++++ Materiał do ćwiczenia

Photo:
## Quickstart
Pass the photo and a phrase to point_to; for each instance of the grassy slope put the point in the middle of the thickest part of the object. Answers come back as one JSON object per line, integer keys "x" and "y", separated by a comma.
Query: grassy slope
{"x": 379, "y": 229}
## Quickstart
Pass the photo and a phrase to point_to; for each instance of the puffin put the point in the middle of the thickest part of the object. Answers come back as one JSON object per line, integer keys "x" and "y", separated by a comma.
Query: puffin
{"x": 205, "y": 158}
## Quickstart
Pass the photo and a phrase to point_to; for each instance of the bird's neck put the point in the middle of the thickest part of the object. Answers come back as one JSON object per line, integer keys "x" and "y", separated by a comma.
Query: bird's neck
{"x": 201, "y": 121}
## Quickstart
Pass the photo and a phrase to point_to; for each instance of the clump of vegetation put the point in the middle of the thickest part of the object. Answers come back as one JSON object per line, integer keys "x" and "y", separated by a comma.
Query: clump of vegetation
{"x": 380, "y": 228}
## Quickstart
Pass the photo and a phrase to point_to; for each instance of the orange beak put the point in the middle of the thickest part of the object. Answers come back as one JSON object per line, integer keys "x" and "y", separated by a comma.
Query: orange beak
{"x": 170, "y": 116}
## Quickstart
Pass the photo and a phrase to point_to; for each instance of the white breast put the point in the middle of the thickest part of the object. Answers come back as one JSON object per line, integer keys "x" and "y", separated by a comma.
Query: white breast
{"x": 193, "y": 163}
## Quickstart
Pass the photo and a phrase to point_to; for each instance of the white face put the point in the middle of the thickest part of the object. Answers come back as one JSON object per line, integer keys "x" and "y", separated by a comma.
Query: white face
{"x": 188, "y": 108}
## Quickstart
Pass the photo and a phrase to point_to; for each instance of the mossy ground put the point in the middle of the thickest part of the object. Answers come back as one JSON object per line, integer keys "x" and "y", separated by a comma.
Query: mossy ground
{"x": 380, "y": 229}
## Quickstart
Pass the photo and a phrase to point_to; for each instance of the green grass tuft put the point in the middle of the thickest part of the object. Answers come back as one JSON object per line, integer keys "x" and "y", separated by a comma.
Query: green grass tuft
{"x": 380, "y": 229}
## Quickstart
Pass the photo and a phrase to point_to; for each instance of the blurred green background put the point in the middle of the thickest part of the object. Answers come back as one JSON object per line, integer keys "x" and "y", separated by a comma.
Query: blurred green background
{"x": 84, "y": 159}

++++++++
++++ Materiał do ćwiczenia

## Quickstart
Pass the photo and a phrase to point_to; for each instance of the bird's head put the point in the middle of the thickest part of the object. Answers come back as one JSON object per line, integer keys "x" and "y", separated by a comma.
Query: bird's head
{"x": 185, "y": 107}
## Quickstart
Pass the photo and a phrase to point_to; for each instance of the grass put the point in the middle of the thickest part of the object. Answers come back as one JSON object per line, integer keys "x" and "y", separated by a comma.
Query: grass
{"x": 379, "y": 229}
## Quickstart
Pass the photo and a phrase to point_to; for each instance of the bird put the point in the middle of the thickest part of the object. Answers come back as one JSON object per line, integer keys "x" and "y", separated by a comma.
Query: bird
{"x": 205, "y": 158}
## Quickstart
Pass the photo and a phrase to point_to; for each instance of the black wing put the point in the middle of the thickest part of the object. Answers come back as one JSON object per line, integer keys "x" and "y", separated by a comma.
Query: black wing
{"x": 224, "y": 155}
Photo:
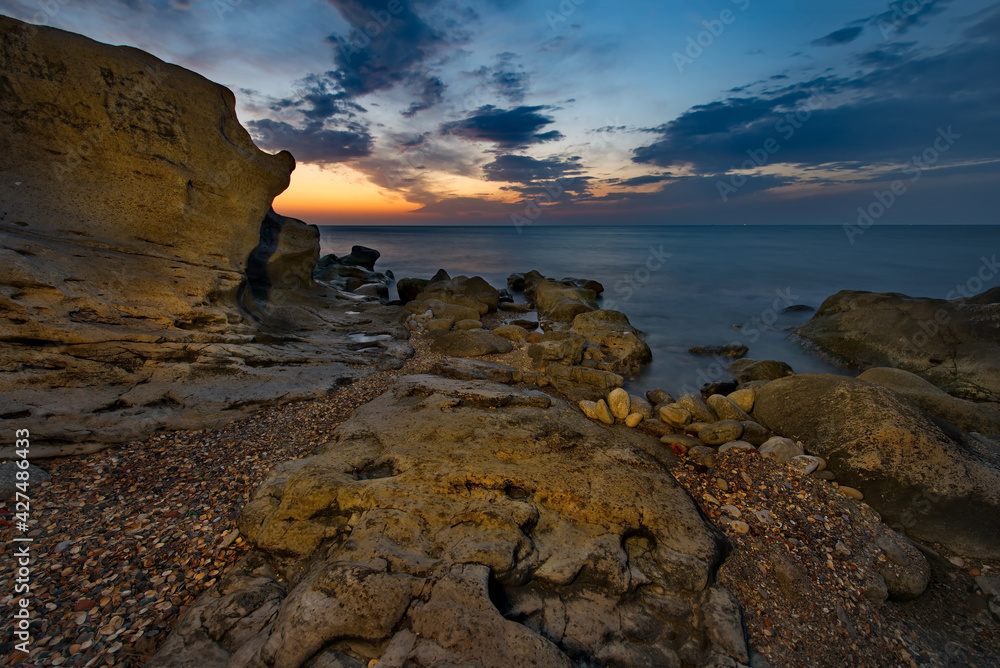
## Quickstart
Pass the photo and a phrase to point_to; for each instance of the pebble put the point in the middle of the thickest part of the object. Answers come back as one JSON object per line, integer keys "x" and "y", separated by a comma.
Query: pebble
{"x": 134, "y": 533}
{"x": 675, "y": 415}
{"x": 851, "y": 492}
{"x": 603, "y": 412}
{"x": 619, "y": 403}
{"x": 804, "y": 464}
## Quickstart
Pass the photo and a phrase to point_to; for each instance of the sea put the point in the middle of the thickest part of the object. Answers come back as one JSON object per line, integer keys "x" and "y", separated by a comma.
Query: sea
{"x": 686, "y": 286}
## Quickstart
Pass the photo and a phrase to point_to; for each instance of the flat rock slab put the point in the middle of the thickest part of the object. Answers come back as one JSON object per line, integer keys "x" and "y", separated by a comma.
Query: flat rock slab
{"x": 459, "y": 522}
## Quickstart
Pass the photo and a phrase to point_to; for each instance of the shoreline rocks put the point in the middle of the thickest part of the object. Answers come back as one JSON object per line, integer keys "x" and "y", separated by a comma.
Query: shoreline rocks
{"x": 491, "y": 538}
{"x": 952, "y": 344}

++++++++

Ćwiczenie -
Pokaż każdy wiersz powyższych wpisów, w którym występuje słowo „blurred”.

Wynik zadania -
Pass the photo and a phrase to point_to; for each instance of the blurred green background put the point in the middle of the thickest part of the object. Answers come back as one JSON object per line, integer keys "x" and "y", separated by a comma.
Query: blurred green background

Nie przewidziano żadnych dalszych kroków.